(Dataset records)
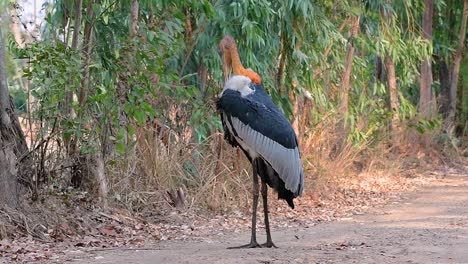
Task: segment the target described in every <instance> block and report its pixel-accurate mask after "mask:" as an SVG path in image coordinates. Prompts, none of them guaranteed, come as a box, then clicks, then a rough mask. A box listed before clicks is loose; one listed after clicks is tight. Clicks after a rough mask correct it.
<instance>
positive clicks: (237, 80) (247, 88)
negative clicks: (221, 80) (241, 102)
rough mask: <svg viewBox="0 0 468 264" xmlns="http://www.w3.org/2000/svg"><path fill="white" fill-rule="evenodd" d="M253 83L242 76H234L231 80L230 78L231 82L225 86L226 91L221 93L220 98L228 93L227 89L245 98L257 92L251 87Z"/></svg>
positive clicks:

Exercise requirements:
Quote the entire listing above verbatim, omitting the picture.

Written response:
Task: segment the target described in every <instance> block and report its pixel-accurate mask after "mask:" as an SVG path in image coordinates. Prompts, none of them guaranteed, come as a box, then clicks, then a rough mask. A box listed before clicks is loose; one listed after clicks is tight. Clicks after a rough mask correct it.
<instance>
positive clicks: (237, 80) (247, 88)
negative clicks: (221, 80) (241, 102)
rough mask: <svg viewBox="0 0 468 264" xmlns="http://www.w3.org/2000/svg"><path fill="white" fill-rule="evenodd" d="M253 83L242 76H234L231 80L230 78L231 82L225 86L226 91L221 93L220 98L228 93L227 89L245 98L257 92L251 87Z"/></svg>
positive clicks:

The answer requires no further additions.